- **Text excerpt**
** Begin **

PPRuNe Forums - View Single Post - The Rotary Nostalgia Thread
View Single Post
Old 1st Jan 2013, 09:38
  #1768 (permalink)  
Savoia
 
Join Date: Jun 2010
Location: Milano, Italia
Posts: 2,423
Likes: 0
Received 1 Like on 1 Post
While we are on these little 'ram jet' types I don't suppose (for the sake of posterity) that we should overlook the industry's first 'Kolibri' helicopter.

The SOBEH Foundation (Stichting voor de Ontwikkeling en Bouw van een Experimenteel Hefschroefvliegting) was established in the early 1950's to research and build small ramjet-powered helicopters designed by J. Meyer Drees. The SOBEH-1 helicopter, which flew in 1954, was an open-frame single-seat machine with a skid undercarriage. Two small ramjets were fitted at the tips of the two-blade rotor which embodied an automatic pitch adjustment system. The pilot controlled the machine through a suspended overhead cyclic stick.

** End **

- **Record set**

** Begin **

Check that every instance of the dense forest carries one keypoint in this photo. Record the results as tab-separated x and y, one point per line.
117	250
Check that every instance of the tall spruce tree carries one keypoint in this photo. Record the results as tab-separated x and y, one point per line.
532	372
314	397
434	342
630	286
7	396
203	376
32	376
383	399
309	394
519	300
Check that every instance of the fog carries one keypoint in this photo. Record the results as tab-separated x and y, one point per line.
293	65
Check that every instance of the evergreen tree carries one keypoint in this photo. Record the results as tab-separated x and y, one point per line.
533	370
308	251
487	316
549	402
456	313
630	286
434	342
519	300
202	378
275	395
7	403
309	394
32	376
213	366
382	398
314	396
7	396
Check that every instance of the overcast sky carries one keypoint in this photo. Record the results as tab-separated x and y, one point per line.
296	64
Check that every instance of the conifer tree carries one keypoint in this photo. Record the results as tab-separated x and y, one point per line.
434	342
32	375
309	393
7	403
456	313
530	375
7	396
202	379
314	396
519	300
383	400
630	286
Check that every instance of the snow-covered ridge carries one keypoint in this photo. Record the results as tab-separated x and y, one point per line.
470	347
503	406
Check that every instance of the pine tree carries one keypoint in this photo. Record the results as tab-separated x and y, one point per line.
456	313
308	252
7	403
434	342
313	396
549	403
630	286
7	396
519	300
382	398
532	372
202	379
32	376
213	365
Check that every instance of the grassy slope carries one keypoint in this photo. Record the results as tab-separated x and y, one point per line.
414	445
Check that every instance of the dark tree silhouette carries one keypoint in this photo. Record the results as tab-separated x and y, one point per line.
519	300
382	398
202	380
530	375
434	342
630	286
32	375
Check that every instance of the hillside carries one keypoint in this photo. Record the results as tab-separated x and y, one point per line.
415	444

** End **

- **Task description**
Answer these questions from the forum post about the SOBEH helicopter:
(a) What location does the poster list?
(b) In what year did the SOBEH-1 fly?
(c) Who designed the helicopters the SOBEH Foundation researched and built?

- **Task output**
(a) Milano, Italia
(b) 1954
(c) J. Meyer Drees